● **Prompt**:
Lines before the one containing "[pin] jacket sleeve" are excluded; print that line and every line after it through the end of the material below, exactly.

● **Location labeling records**:
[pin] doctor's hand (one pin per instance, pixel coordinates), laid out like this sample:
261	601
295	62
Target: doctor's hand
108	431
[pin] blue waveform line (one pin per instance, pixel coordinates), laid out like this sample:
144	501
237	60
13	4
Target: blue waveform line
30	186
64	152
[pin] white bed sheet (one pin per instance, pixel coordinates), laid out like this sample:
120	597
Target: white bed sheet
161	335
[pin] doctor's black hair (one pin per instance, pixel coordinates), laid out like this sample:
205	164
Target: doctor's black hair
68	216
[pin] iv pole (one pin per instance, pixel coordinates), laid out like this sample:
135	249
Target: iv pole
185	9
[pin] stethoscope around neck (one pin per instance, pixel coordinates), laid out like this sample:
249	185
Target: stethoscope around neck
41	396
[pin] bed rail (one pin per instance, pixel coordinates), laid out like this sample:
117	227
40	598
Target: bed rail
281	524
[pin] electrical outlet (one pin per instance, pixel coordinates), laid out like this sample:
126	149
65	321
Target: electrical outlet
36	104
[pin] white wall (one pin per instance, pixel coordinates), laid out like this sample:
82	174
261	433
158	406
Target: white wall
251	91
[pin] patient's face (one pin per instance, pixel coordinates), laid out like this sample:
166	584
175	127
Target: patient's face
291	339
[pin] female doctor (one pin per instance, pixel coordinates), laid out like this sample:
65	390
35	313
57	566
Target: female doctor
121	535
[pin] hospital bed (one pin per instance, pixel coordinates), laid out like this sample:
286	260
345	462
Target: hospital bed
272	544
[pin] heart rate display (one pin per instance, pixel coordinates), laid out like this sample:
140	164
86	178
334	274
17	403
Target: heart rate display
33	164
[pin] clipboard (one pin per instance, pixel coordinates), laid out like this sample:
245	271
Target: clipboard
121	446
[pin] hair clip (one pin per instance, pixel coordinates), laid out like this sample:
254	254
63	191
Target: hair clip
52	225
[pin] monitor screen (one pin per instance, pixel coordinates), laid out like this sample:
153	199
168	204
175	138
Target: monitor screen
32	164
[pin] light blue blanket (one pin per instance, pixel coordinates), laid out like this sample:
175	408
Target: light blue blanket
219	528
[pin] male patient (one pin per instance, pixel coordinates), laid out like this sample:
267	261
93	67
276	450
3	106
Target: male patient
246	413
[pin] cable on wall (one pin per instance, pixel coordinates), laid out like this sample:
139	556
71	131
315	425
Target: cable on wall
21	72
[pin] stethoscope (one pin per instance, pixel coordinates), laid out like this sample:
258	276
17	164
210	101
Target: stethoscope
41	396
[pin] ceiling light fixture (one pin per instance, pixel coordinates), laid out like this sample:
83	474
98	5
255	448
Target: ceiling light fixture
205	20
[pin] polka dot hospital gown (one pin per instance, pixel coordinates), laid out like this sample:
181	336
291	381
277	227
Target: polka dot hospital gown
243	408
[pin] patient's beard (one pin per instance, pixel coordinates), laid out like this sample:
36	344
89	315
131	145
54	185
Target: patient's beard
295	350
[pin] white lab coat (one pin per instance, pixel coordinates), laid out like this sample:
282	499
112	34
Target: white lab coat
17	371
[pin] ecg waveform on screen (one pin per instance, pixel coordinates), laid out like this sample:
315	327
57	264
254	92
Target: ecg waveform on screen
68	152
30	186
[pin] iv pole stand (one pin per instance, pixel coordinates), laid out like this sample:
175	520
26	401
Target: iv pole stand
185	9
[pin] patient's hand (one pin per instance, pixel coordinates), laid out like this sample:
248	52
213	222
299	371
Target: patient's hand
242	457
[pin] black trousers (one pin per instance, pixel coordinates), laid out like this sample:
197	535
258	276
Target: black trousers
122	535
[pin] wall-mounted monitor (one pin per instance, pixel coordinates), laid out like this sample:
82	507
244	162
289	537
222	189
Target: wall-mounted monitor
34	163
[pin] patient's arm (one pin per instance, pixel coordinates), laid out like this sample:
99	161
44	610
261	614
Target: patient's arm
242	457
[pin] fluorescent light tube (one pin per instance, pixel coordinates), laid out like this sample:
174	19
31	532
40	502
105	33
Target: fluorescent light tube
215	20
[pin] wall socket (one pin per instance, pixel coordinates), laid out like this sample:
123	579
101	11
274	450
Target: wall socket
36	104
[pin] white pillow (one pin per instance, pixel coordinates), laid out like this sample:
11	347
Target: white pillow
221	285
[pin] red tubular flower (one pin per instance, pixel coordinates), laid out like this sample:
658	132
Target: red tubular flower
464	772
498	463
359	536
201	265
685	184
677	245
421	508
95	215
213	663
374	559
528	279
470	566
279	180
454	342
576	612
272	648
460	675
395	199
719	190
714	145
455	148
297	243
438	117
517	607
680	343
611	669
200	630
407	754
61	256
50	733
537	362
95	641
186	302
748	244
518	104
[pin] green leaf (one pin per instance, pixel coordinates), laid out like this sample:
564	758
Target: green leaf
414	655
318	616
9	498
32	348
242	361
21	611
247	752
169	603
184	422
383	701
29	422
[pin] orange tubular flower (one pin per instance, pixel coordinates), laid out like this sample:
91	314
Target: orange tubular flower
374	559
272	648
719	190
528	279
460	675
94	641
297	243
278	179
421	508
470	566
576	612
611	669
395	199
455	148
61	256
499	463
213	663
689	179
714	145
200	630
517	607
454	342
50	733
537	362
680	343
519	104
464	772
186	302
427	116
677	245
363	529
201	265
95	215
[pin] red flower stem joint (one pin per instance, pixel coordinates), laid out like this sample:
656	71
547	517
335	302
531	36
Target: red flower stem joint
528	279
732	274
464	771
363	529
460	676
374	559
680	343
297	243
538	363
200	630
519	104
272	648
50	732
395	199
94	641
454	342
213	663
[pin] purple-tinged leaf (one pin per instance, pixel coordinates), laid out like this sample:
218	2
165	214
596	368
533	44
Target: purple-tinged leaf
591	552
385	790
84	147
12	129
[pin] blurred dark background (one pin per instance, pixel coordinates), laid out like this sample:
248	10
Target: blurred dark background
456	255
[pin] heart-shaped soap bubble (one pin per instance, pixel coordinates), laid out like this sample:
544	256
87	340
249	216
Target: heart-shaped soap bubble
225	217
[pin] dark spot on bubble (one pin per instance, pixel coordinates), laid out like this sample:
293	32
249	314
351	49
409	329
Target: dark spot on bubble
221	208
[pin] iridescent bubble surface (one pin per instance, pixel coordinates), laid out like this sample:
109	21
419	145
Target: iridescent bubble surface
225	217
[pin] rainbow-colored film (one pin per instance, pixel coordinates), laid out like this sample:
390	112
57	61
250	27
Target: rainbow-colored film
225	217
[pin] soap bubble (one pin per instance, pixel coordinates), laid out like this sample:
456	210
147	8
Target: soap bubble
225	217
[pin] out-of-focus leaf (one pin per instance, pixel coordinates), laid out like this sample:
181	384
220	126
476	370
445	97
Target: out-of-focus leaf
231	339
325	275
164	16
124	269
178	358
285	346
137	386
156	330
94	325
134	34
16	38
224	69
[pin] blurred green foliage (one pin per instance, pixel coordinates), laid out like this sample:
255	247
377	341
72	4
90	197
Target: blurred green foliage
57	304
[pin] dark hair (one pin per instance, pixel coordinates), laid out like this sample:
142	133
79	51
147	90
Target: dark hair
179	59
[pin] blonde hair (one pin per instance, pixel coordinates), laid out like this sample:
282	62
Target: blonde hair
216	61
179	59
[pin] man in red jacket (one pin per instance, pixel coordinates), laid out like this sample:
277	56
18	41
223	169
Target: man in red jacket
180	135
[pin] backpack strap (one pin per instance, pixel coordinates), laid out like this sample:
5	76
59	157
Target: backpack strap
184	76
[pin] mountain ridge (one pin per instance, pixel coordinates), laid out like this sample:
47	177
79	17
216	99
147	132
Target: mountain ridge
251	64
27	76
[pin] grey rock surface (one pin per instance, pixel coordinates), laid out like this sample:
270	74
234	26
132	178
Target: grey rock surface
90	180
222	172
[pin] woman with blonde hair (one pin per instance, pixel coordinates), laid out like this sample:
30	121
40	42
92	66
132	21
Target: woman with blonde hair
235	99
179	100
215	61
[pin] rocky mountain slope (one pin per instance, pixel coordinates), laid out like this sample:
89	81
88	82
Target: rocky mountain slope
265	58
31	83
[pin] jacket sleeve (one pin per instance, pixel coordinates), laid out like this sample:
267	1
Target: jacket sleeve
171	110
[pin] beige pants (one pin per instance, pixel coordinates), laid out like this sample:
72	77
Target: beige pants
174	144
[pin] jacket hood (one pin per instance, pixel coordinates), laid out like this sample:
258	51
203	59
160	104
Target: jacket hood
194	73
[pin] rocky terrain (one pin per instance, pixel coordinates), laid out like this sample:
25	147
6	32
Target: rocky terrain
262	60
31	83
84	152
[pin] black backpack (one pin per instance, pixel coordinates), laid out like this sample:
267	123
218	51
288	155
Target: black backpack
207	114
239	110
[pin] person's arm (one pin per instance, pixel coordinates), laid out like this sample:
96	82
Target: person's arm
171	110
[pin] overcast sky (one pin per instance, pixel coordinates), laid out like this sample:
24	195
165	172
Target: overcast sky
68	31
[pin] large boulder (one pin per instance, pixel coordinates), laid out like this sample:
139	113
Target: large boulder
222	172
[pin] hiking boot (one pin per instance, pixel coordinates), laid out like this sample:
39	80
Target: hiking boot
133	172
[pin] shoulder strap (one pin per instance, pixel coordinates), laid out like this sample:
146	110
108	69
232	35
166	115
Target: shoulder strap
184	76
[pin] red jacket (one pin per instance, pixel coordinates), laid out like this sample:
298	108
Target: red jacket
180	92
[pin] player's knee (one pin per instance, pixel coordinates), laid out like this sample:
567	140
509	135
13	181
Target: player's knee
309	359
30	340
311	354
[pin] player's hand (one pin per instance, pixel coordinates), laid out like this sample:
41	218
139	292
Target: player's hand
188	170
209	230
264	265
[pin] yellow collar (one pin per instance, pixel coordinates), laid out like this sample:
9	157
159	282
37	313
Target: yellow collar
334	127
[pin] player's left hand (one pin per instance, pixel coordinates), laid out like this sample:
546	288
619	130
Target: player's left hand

● **Task result**:
[pin] jacket sleeve (one pin per instance, pixel coordinates), laid out like this sample:
267	1
Target: jacket sleeve
171	110
[pin] beige pants (one pin per instance, pixel coordinates), laid out like this sample:
72	77
Target: beige pants
174	144
[pin] jacket hood (one pin per instance, pixel coordinates), laid out like this sample:
258	51
203	59
160	104
Target: jacket hood
194	73
[pin] rocky terrain (one pin per instance, pixel coordinates), laid out like this sample:
25	147
6	32
Target: rocky terrain
262	60
31	83
84	152
[pin] black backpack (one pin per instance, pixel coordinates), laid out like this sample:
267	123
218	51
288	155
Target: black backpack
207	114
239	110
[pin] person's arm (one pin per instance, pixel coordinates), laid out like this sample:
96	82
Target: person's arm
171	110
[pin] overcast sky (one pin per instance, pixel coordinates), laid out like this sample:
24	195
165	172
Target: overcast sky
68	31
[pin] large boulder (one pin per instance, pixel coordinates), laid out like this sample:
139	113
Target: large boulder
222	172
[pin] hiking boot (one pin per instance, pixel coordinates), laid out like this sample:
39	80
Target: hiking boot
133	172
[pin] shoulder strap (one pin per instance, pixel coordinates), laid out like this sample:
146	110
108	69
232	35
166	115
Target: shoulder strap
184	76
[pin] red jacket (one pin per instance, pixel coordinates), laid out like this sample:
298	108
Target: red jacket
180	92
[pin] player's knee (one pin per instance, pixel coordinates), laid out like this sample:
567	140
509	135
13	181
Target: player's knee
309	359
30	340
311	354
[pin] player's hand (one pin per instance, pixel coordinates), laid out like this sample:
41	218
139	292
Target: player's hand
188	170
209	230
264	265
[pin] yellow collar (one pin per instance, pixel coordinates), laid out like this sample:
9	157
159	282
37	313
Target: yellow collar
334	127
[pin] player's left hand (one pin per instance, pixel coordinates), laid out like this sample:
546	288
619	130
Target: player's left hand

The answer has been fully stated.